■ Problem: Copy out the items from the line that has "y=251. Target: tree" through the line that has "x=617 y=368", changing "jacket zipper" to "coat zipper" and leaving everything else as it is.

■ Record set:
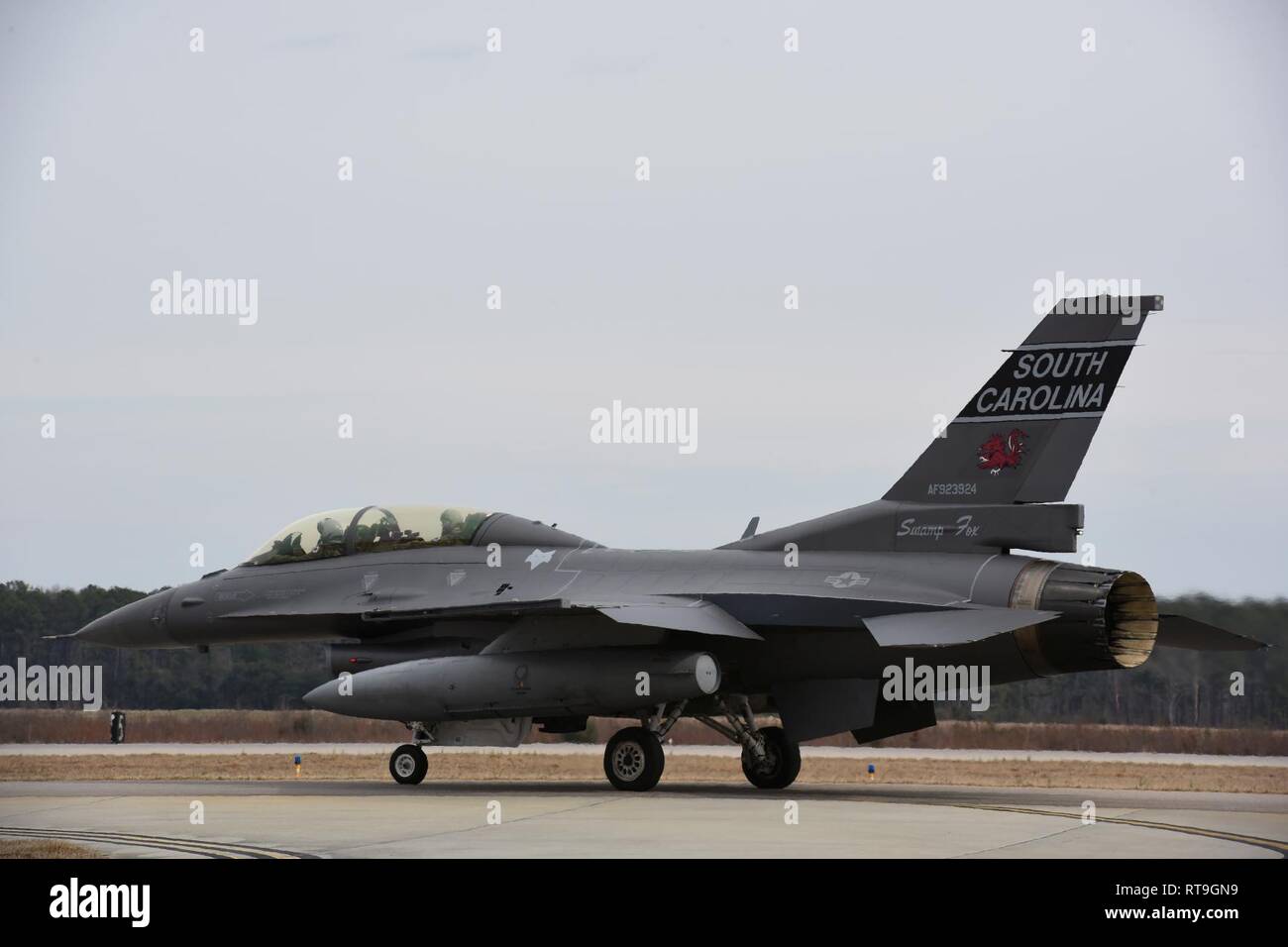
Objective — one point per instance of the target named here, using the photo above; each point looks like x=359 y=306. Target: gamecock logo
x=1000 y=453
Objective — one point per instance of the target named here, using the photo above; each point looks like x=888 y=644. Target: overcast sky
x=518 y=169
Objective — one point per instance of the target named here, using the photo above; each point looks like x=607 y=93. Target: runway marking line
x=201 y=847
x=1273 y=844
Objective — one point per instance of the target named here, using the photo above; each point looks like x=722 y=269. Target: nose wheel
x=408 y=764
x=634 y=759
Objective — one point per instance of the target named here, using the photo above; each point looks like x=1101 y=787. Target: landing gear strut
x=634 y=759
x=408 y=764
x=769 y=759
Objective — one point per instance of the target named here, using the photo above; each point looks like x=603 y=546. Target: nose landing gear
x=408 y=764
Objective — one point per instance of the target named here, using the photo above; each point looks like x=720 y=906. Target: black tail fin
x=1021 y=438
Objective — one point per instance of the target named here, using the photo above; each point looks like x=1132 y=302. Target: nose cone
x=138 y=625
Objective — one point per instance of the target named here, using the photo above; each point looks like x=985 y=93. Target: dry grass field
x=46 y=848
x=483 y=766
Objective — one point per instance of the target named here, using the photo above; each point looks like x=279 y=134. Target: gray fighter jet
x=471 y=625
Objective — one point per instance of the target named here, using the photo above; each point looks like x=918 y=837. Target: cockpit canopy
x=370 y=530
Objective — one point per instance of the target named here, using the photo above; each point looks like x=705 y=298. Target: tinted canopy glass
x=369 y=530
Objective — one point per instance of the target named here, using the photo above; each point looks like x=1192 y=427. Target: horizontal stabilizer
x=940 y=629
x=1181 y=631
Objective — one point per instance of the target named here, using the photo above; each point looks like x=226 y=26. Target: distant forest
x=1173 y=688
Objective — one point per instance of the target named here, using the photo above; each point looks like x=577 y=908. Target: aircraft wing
x=669 y=612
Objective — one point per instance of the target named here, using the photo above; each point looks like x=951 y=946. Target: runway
x=362 y=819
x=854 y=753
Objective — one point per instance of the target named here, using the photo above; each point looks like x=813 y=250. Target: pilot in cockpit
x=454 y=527
x=330 y=535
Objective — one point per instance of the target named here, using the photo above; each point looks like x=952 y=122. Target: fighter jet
x=471 y=625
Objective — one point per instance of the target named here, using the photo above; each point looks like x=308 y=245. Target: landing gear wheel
x=408 y=764
x=782 y=763
x=634 y=759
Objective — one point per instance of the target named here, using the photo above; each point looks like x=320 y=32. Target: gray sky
x=518 y=169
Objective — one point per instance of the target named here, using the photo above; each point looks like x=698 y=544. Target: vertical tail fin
x=1021 y=438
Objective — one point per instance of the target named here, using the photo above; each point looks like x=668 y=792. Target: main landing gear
x=769 y=759
x=634 y=759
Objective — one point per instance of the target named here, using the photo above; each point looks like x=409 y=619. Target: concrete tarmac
x=855 y=753
x=362 y=819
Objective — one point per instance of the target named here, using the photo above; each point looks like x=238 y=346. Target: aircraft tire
x=408 y=764
x=784 y=761
x=634 y=759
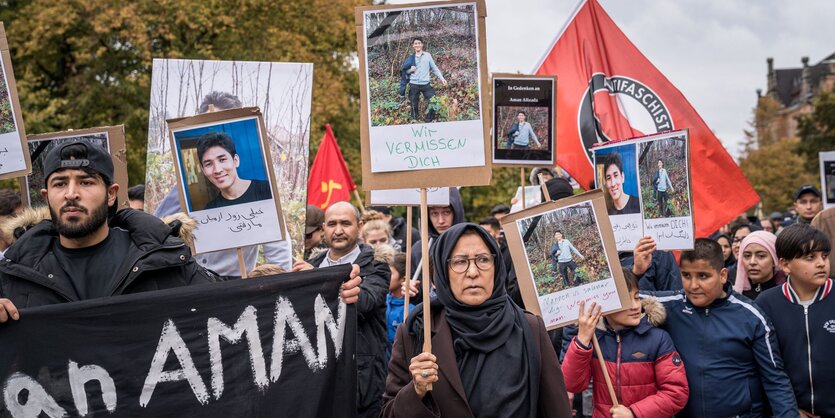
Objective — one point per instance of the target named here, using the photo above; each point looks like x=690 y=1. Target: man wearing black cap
x=77 y=256
x=807 y=203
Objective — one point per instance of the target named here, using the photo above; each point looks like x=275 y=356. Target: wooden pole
x=424 y=242
x=408 y=262
x=242 y=263
x=359 y=199
x=605 y=370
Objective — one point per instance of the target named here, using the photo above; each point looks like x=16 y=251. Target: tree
x=88 y=63
x=775 y=171
x=817 y=130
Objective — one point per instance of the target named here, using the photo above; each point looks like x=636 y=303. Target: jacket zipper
x=809 y=356
x=617 y=368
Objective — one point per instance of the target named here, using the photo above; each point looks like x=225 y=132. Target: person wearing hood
x=758 y=268
x=489 y=357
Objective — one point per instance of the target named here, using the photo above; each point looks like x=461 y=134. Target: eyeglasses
x=461 y=264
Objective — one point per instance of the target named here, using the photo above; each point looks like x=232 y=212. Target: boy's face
x=631 y=316
x=702 y=283
x=811 y=269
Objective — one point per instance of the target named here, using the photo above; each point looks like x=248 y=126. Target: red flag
x=329 y=181
x=608 y=90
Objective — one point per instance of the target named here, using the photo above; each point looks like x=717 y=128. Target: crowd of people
x=738 y=326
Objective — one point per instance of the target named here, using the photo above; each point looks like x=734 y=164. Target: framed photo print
x=111 y=138
x=524 y=120
x=14 y=160
x=423 y=73
x=225 y=179
x=564 y=253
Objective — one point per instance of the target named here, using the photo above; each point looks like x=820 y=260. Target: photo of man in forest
x=416 y=69
x=561 y=255
x=662 y=183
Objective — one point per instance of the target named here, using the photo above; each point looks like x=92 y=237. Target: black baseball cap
x=806 y=188
x=97 y=159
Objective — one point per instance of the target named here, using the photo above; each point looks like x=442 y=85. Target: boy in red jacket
x=646 y=371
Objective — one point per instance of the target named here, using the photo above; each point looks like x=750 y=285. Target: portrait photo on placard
x=422 y=76
x=564 y=248
x=222 y=165
x=617 y=174
x=38 y=150
x=664 y=178
x=523 y=122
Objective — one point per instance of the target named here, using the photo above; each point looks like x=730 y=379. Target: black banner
x=272 y=346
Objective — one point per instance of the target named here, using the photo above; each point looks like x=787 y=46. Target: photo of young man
x=219 y=162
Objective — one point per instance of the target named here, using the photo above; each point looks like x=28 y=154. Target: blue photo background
x=244 y=134
x=630 y=169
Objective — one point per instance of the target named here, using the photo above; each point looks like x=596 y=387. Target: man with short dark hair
x=342 y=228
x=77 y=255
x=136 y=197
x=807 y=203
x=219 y=161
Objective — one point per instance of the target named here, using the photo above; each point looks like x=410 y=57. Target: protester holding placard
x=489 y=357
x=342 y=229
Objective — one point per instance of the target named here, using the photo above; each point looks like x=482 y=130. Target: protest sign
x=261 y=347
x=564 y=253
x=283 y=91
x=226 y=182
x=14 y=160
x=425 y=121
x=436 y=196
x=524 y=120
x=827 y=164
x=647 y=185
x=111 y=138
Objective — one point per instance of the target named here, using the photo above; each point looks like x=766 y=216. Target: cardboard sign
x=647 y=185
x=827 y=164
x=564 y=252
x=425 y=121
x=225 y=178
x=14 y=160
x=237 y=348
x=524 y=120
x=111 y=138
x=435 y=196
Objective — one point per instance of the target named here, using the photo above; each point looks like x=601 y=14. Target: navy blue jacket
x=731 y=354
x=807 y=338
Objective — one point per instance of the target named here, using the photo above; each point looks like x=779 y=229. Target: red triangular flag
x=608 y=90
x=329 y=181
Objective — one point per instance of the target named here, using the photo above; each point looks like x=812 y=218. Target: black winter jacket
x=30 y=274
x=372 y=335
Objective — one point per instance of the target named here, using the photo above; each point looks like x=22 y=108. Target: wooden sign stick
x=605 y=370
x=242 y=263
x=408 y=262
x=424 y=242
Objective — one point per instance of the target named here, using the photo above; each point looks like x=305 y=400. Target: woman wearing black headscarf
x=491 y=359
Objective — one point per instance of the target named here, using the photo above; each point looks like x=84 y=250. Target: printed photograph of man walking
x=664 y=178
x=423 y=64
x=564 y=248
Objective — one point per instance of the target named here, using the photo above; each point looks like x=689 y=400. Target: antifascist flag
x=263 y=347
x=330 y=181
x=608 y=90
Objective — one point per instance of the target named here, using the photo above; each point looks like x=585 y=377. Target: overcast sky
x=714 y=51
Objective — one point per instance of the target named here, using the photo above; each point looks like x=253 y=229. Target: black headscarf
x=494 y=345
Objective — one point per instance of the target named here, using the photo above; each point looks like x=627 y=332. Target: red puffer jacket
x=645 y=368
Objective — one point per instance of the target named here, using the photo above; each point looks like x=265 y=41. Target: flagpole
x=408 y=262
x=424 y=242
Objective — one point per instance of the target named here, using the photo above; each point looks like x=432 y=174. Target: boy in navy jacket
x=728 y=346
x=804 y=317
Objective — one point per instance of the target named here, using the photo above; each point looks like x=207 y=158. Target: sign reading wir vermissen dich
x=272 y=346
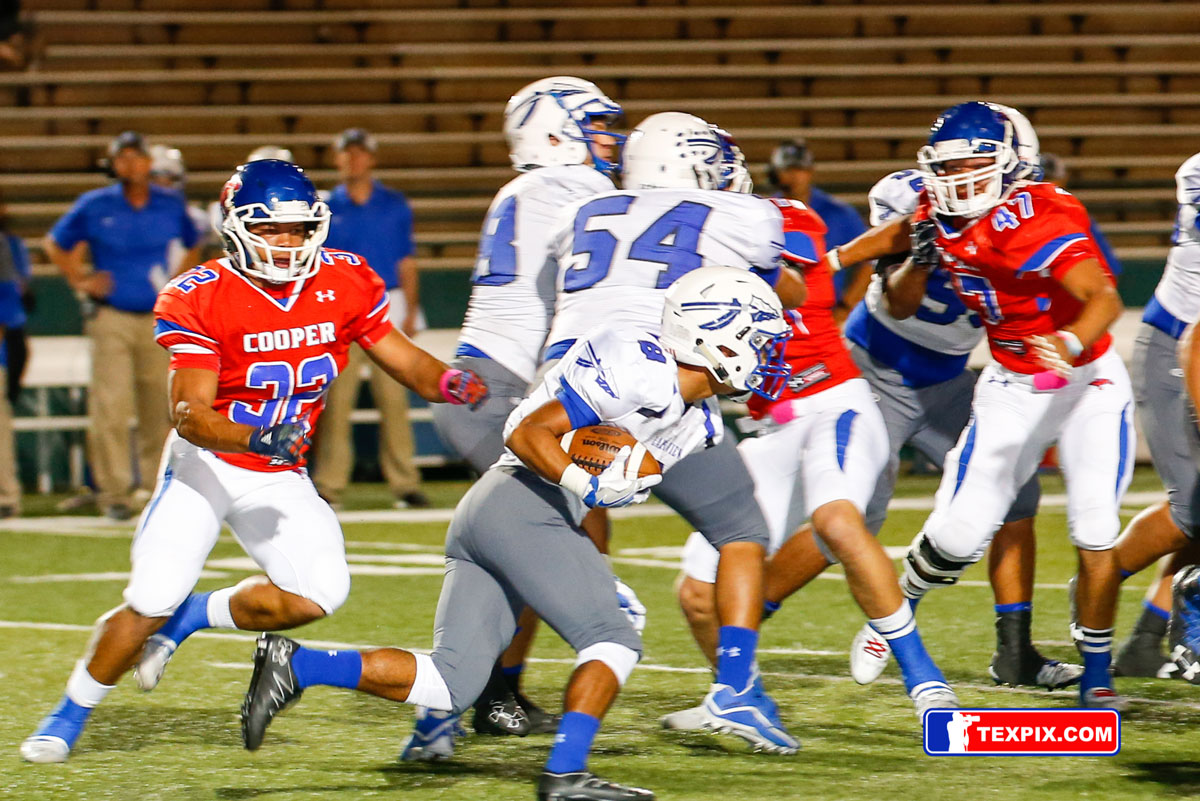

■ Answer for this exercise:
Objective — one point per instance of the target named here, using the photo above; each point looks like x=16 y=251. Target: tree
x=88 y=63
x=775 y=171
x=817 y=130
Objective — one point per instance of the target named here, using the photo above; each point looks like x=636 y=303. Target: coat zipper
x=809 y=356
x=617 y=368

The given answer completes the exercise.